The exercise
Turn each line of the material below into a numbered list, and leave out any blank lines.

** start Material provided **

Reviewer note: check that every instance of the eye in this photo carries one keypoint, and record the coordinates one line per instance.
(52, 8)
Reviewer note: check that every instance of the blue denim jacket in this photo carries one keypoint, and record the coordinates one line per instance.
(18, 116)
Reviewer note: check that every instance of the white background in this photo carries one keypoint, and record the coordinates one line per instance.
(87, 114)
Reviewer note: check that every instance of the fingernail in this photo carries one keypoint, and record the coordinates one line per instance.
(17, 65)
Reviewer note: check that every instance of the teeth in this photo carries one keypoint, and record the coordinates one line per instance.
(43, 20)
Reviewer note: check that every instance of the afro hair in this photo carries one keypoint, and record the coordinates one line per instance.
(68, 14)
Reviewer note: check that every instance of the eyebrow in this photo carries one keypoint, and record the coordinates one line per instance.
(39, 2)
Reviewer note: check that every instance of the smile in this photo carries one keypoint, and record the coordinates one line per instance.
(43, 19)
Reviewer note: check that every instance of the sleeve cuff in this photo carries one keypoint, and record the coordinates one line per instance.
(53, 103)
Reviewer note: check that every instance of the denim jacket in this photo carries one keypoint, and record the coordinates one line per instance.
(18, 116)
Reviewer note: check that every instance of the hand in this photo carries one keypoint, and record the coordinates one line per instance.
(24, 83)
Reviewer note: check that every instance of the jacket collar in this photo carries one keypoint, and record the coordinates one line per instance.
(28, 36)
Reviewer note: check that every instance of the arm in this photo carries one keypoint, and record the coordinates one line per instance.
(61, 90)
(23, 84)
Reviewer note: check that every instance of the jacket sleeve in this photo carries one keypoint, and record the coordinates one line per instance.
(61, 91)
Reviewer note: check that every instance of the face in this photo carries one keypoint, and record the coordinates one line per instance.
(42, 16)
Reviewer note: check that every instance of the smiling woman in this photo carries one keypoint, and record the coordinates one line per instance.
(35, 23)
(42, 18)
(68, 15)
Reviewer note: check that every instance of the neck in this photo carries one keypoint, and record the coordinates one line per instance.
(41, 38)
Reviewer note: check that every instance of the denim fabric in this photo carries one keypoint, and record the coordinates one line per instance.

** end Material provided **

Right answer
1. Reviewer note: check that every instance of the eye in this photo carries one keypoint, and record the coordinates one line per instance.
2. (52, 8)
3. Reviewer note: check that every instance of the blue denim jacket in this photo carries one keypoint, and record the coordinates one line per instance.
4. (18, 116)
5. Reviewer note: check that every instance of the white background in this photo carries one keypoint, and record the coordinates one line per instance.
6. (87, 114)
7. Reviewer note: check that every instance of the fingernail in this photo carries one keypoint, and record the coordinates one line per instance.
8. (17, 65)
9. Reviewer note: check that every instance of the teeth in this photo carries one keypoint, and record the coordinates one line per instance.
10. (43, 20)
11. Reviewer note: check that every instance of the afro hair in this photo carries one keypoint, and record the coordinates one line per instance.
12. (68, 14)
13. Reviewer note: check that every instance of the eyebrow in this photo carries one keypoint, and record the coordinates one line per instance.
14. (39, 2)
15. Reviewer note: check that every instance of the smile in this photo carries one keypoint, and record the coordinates one line per instance.
16. (43, 19)
17. Reviewer note: check that every instance of the sleeve cuff in this photo carries one keypoint, and record the coordinates one line per instance.
18. (53, 103)
19. Reviewer note: check that every instance of the denim jacket in this photo carries one keypoint, and record the coordinates one line per instance.
20. (18, 116)
21. Reviewer note: check that every instance of the hand in this photo carries one keypoint, and record the coordinates one line per instance.
22. (24, 83)
23. Reviewer note: check that every instance of the jacket collar in this photo carries one keypoint, and record the coordinates one line per instance.
24. (28, 36)
25. Reviewer note: check that every instance of the arm in this photo carries one keypoint, and record the coordinates one line per instance.
26. (61, 90)
27. (23, 84)
28. Reviewer note: check that every instance of the jacket sleeve in this photo carries one keypoint, and record the coordinates one line per instance.
29. (61, 91)
30. Reviewer note: check that every instance of the face in this photo carries one keypoint, and record the coordinates one line per instance.
31. (42, 16)
32. Reviewer note: check that every instance of the smiling woman in this photo carries one keypoint, and record the coordinates one line per instance.
33. (35, 23)
34. (42, 18)
35. (68, 15)
36. Reviewer note: check that every instance of the neck in this photo carries one keypoint, and record the coordinates one line per instance.
37. (41, 38)
38. Reviewer note: check that every instance of the denim fabric in this photo carries one keypoint, and record the coordinates one line per instance.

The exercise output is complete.